Output each entry verbatim.

:: Data to process ::
+===+
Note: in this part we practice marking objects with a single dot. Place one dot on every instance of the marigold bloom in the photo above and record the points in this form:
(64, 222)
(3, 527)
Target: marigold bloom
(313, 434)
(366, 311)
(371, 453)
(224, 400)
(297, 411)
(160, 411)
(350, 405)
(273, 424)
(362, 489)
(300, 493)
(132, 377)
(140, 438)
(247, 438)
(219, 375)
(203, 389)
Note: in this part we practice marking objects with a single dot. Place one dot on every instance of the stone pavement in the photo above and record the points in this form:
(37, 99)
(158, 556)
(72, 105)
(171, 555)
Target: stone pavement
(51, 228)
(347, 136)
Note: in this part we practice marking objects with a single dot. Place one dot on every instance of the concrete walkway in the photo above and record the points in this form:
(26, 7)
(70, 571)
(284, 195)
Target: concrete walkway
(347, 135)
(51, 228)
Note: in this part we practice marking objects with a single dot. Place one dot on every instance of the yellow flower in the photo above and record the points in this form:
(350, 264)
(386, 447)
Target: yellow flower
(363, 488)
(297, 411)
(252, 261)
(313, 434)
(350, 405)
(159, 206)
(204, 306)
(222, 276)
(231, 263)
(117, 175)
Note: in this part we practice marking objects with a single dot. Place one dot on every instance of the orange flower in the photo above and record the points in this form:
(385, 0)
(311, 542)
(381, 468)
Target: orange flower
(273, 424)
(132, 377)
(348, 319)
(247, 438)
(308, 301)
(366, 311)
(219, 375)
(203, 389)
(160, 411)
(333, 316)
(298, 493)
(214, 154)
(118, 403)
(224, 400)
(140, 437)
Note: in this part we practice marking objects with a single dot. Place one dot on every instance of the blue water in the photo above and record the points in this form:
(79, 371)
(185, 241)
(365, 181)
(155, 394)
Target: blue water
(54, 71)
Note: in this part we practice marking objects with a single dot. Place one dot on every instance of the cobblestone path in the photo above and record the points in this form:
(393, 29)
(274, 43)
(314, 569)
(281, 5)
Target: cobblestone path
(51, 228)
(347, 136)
+===+
:: Response below ::
Note: in this part we practice marking objects with a single dot. Place one dot on every instance of the marigold bloom in the photo above and record the points in this form:
(64, 222)
(3, 527)
Target: marigold bloom
(313, 434)
(366, 311)
(371, 453)
(224, 400)
(297, 411)
(160, 411)
(350, 405)
(273, 424)
(362, 489)
(300, 493)
(132, 377)
(140, 438)
(247, 438)
(219, 375)
(203, 389)
Note: in this part we practice marking objects with a single dot. Place one dot on every instance of the stone pavement in the photo above and record the points in this form:
(37, 99)
(158, 556)
(72, 105)
(171, 555)
Target: stone pavement
(51, 228)
(347, 136)
Note: in this part we practice marking objects with a single dot. Place one dot on every instance of the concrete walkway in the photo above and record the points in this form:
(26, 7)
(70, 571)
(284, 195)
Target: concrete walkway
(347, 135)
(51, 228)
Note: in this part we practice marking objects with a single dot. Place one dot on every instance of the yellow flower in the photo above and record the points in this form:
(350, 264)
(386, 447)
Target: yellow flower
(363, 488)
(297, 411)
(252, 261)
(313, 434)
(350, 405)
(159, 206)
(204, 306)
(222, 276)
(231, 263)
(117, 175)
Note: in this part we practice marking objects with a single dot. Place one dot on every instance of the orange flower in the photo above and record the points in this form:
(385, 0)
(311, 542)
(381, 468)
Target: orange flower
(273, 424)
(132, 377)
(348, 319)
(247, 438)
(308, 301)
(366, 311)
(219, 375)
(203, 389)
(160, 411)
(333, 316)
(298, 493)
(214, 154)
(118, 403)
(224, 400)
(140, 437)
Note: in this part we practice marking objects with a single dot. Place one dot on every instance of the blue water in the photo above and record the points in this form:
(79, 371)
(185, 241)
(365, 181)
(155, 394)
Target: blue water
(54, 71)
Note: in this part we practice marking objects with a single dot. Place one dot on every instance of the cobblestone path in the photo above and record the points in this form:
(393, 29)
(274, 43)
(314, 569)
(281, 5)
Target: cobblestone path
(51, 228)
(347, 136)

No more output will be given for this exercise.